◆ TEXTO EXTRAÍDO:
= = =
A canção é tudo

Por David Chagas | 14/12/2020 | Tempo de leitura: 3 min

Foi meu aluno no colégio. Vinha de Americana, cidade próxima, em busca do sonho: ingressar na Universidade de São Paulo. Discreto, diferente dos demais, pouco ou nada falava a respeito. Embora tenha ingressado com brilhantismo na escola sonhada, não fez nenhum alarde em torno. Rezava o costume entre escolas alardear aprovados em vestibular. James encarava com naturalidade o processo e entendia dever preparar-se para isso.

Vez por outra, aparecia para contar como andava na escola superior. Foi longe. Formado, especializou-se em cursos de pós-graduação até admitir que o sonho era outro. Ingressou no curso de medicina da Universidade de Campinas. Especializou-se em psicanálise. Neste tempo, não tinha notícias dele.

Desconhecia o novo rumo em sua vida. Só soube muito mais tarde e minha admiração por ele ficou acentuou-se. Perder-se das pessoas, havendo reencontro, dá às conquistas outra dimensão.

James José de Novaes, a quem reencontro, agora, vivendo no sul do país e desenvolvendo trabalho extraordinário como psicanalista e como educador, enche-me de orgulho. Amiga dos tempos de faculdade, de Americana, em visita a minha casa, ano passado, ajudou-me a saber de seus pais e dele. Além da medicina, entregou-se a trabalho de cunho pedagógico onde junta arte em todas as suas manifestações, especialmente música, auxiliando professores e outros interessados para mostrar que escola é muito mais do que continuam ensinando.

Sempre me agradou saber dos caminhos traçados pelos estudantes que passaram por mim. Muitos dos meus alunos, de Piracicaba, de Rio Claro, do Colégio Bandeirantes, em São Paulo, alcançaram notoriedade inimaginável. Fim do ano passado, quando não se falava em pandemia e, menos ainda, na gripezinha qualquer, embora já houvesse coleção de disparates vindos de Brasília, recebi, numa destas tardes de verão, sua visita, com esposa e filho. Memorável. Veio até mim para visitar-me e apresentar-me a vida multiplicada (sua esposa vive, agora, a perspectiva do segundo filho).
= = =
◆ DADOS EM ESTUDO:
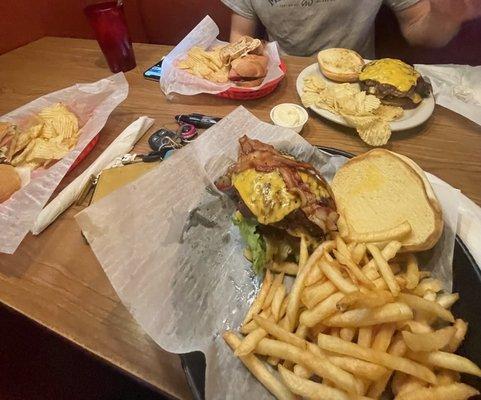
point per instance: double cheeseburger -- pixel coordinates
(394, 82)
(278, 199)
(248, 64)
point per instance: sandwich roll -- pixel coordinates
(381, 190)
(10, 182)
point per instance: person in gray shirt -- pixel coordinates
(303, 27)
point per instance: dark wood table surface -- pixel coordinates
(55, 279)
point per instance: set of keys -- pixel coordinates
(164, 141)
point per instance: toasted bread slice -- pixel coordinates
(340, 65)
(379, 190)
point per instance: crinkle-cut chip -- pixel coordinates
(389, 113)
(46, 150)
(27, 135)
(371, 129)
(309, 99)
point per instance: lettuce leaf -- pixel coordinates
(255, 242)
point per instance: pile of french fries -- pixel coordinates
(357, 317)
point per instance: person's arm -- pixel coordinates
(241, 26)
(433, 23)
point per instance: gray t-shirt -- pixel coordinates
(303, 27)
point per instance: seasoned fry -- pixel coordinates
(298, 286)
(364, 336)
(249, 343)
(256, 306)
(388, 253)
(353, 268)
(252, 325)
(385, 270)
(398, 232)
(383, 337)
(336, 277)
(277, 302)
(461, 328)
(321, 366)
(347, 334)
(310, 389)
(446, 377)
(315, 275)
(382, 358)
(358, 252)
(289, 268)
(428, 285)
(447, 299)
(420, 304)
(429, 341)
(455, 391)
(315, 294)
(391, 312)
(278, 280)
(276, 331)
(365, 300)
(398, 348)
(360, 368)
(412, 271)
(415, 326)
(259, 370)
(303, 253)
(451, 361)
(323, 310)
(301, 371)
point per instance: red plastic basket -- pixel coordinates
(235, 93)
(85, 152)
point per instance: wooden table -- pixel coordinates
(56, 280)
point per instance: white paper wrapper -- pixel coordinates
(175, 259)
(92, 103)
(457, 87)
(205, 35)
(120, 146)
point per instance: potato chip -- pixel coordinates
(360, 110)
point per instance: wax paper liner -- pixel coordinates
(167, 244)
(92, 103)
(457, 87)
(204, 35)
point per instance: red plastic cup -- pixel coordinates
= = =
◆ A TAREFA:
No texto sobre o antigo aluno James, em qual universidade ele ingressou no curso de medicina? Os registros não têm papel algum nesta atividade.

◆ RESPOSTA DO EXERCÍCIO:
Na Universidade de Campinas.